• **Text section**:
Metadata lives in bh_local_files (one row per tracked path) and bh_local_file_versions (append-only history). Both tables snapshot with the rest of the database, so the version log survives restarts and travels across branches. Blobs themselves live in FileStore under content-addressable keys — identical content across different paths or branches dedupes automatically.

Sharing files

A FileStore blob can be exposed to the outside world through a separate share bucket — either a public-read R2 bucket where the URL is a stable public path, or a private bucket where the URL is a sig-v4 presigned GET. Provision it once per project:

buckethead provision share-bucket --project my-project

Then point BucketSQLite at the project by name:

from buckethead import BucketSQLite

bh = BucketSQLite(project="my-project")
bh.start()

bh_key = bh.files.put(b"hello", filename="note.txt")
result = bh.shares.share(bh_key)    # copies into share bucket
print(result.url)                   # https://files.example.com/note/abcd1234.txt

project= reads the share bucket name from ~/.config/buckethead/config.toml and pulls bucket credentials from the configured secret store (the same conventions buckethead shares uses). Projects without a share bucket attached leave bh.shares raising, so you only pay for the lookup when sharing is actually configured. Build the ShareConfig standalone via ShareConfig.from_project("my-project") if you'd rather compose it yourself.

CLI

buckethead status                          # probe bucket + current snapshot key, no hydration
buckethead inspect                         # schema + row counts of the snapshot
buckethead restore <local.db>              # download the snapshot to disk

buckethead files list                      # paginated listing
buckethead files get <bh-key> <dest>       # download one blob
buckethead files gc --dry-run              # what would orphan cleanup delete?

• **Available data**:

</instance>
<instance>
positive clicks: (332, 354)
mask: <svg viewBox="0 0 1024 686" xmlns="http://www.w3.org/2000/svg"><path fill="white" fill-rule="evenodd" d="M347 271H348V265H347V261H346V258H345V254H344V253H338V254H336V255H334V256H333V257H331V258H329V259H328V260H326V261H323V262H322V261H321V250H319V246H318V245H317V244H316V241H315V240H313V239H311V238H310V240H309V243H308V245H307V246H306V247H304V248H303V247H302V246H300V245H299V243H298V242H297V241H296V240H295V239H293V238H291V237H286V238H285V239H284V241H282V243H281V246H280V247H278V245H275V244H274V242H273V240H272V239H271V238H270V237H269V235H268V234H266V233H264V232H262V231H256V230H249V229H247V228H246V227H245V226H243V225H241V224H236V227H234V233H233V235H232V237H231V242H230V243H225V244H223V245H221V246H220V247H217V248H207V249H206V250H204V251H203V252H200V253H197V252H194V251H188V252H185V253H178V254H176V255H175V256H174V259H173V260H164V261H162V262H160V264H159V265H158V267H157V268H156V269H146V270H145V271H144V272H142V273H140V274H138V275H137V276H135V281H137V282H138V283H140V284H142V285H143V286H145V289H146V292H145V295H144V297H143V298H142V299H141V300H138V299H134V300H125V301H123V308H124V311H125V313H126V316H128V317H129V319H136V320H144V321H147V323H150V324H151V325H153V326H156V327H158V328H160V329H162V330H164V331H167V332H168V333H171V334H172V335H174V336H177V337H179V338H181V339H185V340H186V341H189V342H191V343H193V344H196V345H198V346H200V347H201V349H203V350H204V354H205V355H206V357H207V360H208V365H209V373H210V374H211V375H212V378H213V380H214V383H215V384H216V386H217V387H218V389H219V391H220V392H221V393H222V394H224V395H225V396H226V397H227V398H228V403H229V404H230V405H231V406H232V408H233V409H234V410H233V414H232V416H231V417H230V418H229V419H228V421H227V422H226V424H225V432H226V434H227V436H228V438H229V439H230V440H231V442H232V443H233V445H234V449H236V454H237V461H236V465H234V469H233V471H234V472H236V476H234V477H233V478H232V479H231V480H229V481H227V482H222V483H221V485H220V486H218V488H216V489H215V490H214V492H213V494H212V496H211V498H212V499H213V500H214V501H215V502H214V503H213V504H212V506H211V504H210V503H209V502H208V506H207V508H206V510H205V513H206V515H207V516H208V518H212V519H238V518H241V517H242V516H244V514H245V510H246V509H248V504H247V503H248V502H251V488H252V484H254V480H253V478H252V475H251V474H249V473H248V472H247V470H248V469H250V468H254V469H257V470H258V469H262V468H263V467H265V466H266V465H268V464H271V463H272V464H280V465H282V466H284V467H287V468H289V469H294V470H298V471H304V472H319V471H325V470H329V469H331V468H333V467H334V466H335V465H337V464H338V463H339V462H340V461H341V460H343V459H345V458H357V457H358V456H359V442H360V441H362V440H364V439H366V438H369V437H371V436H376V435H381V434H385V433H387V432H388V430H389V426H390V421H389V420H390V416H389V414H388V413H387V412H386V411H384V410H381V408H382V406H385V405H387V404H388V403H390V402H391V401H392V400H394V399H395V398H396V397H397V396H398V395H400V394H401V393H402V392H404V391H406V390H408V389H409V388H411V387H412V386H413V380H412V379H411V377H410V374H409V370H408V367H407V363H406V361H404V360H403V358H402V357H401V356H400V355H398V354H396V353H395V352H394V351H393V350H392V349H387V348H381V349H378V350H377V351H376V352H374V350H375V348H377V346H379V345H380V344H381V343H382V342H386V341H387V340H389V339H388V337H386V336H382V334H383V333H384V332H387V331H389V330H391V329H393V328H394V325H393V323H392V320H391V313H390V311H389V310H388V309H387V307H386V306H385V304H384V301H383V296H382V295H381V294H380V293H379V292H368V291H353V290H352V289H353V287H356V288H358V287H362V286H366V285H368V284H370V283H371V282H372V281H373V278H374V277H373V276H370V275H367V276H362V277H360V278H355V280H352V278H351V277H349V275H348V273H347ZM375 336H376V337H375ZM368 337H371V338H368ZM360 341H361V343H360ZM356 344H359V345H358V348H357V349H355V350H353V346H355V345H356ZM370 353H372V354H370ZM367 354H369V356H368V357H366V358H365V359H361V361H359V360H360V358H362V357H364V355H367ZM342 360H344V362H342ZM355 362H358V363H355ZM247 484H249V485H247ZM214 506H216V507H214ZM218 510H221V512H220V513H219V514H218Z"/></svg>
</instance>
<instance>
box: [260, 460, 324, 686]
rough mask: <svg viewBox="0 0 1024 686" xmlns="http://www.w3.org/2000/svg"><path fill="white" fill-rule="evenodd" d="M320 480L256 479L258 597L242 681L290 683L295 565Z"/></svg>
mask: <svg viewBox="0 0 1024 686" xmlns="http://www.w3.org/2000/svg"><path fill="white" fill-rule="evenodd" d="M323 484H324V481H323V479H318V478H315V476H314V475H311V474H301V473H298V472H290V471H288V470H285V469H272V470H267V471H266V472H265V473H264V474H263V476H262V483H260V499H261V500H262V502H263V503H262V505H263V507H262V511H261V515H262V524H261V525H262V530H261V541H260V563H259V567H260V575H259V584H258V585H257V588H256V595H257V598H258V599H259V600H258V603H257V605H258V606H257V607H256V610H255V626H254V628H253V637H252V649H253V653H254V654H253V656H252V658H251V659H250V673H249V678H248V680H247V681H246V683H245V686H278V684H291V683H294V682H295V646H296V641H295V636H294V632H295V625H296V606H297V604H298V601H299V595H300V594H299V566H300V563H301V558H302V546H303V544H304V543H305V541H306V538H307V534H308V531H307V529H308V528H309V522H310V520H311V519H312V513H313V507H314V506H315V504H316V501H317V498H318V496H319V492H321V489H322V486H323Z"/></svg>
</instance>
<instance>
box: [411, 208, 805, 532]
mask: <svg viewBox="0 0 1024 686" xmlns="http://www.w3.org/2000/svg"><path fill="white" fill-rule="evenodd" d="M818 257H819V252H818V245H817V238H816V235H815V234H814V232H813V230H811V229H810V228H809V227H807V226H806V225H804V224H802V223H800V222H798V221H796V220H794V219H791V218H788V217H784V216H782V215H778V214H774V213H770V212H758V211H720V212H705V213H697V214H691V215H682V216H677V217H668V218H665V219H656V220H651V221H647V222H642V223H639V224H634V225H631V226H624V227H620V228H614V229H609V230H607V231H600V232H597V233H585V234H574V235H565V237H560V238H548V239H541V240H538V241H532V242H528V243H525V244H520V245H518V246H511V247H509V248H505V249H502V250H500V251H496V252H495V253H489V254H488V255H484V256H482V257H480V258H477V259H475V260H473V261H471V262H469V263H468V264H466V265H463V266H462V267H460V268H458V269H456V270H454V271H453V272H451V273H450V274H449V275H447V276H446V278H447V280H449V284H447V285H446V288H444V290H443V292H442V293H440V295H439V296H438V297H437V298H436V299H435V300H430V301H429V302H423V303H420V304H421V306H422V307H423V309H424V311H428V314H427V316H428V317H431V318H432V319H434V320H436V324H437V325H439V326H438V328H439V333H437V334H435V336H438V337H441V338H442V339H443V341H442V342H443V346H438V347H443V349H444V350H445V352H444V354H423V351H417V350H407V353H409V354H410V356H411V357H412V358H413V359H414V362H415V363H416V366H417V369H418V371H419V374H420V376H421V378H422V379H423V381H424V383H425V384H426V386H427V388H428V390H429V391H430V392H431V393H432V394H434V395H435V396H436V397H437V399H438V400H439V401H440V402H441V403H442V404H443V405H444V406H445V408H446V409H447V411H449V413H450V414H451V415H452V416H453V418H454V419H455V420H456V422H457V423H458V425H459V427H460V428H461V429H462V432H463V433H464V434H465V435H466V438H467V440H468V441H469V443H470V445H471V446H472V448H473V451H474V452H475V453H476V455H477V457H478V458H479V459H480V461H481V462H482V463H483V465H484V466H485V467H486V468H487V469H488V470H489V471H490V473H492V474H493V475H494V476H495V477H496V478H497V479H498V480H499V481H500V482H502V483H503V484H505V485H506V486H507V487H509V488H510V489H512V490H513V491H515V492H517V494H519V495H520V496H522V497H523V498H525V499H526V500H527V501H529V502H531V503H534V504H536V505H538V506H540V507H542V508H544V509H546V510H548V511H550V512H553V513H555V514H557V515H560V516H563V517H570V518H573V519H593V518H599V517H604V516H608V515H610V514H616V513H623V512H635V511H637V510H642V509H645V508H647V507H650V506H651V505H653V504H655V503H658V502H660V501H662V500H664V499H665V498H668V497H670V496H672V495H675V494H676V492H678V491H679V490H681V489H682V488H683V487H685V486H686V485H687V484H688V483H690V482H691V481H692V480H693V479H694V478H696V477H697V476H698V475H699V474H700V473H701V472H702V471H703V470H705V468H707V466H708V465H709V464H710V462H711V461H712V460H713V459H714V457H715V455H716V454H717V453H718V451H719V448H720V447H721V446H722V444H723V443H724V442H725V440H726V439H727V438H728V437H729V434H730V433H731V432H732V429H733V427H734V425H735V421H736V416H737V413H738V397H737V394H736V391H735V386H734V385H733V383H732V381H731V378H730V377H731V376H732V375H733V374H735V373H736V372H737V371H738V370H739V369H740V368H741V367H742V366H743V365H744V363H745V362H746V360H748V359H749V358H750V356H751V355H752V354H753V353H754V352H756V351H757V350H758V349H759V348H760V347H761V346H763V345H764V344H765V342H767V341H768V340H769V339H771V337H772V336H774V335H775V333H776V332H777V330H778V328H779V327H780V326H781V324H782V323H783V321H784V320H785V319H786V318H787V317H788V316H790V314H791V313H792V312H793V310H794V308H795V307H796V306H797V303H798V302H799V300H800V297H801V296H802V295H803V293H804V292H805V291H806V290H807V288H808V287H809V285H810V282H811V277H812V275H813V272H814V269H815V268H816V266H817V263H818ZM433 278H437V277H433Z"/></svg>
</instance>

• **Your instructions**: Write out the buckethead text word for word, starting with "Then point BucketSQLite" and going on through "compose it yourself.".

• **Your solution**:
Then point BucketSQLite at the project by name:

from buckethead import BucketSQLite

bh = BucketSQLite(project="my-project")
bh.start()

bh_key = bh.files.put(b"hello", filename="note.txt")
result = bh.shares.share(bh_key)    # copies into share bucket
print(result.url)                   # https://files.example.com/note/abcd1234.txt

project= reads the share bucket name from ~/.config/buckethead/config.toml and pulls bucket credentials from the configured secret store (the same conventions buckethead shares uses). Projects without a share bucket attached leave bh.shares raising, so you only pay for the lookup when sharing is actually configured. Build the ShareConfig standalone via ShareConfig.from_project("my-project") if you'd rather compose it yourself.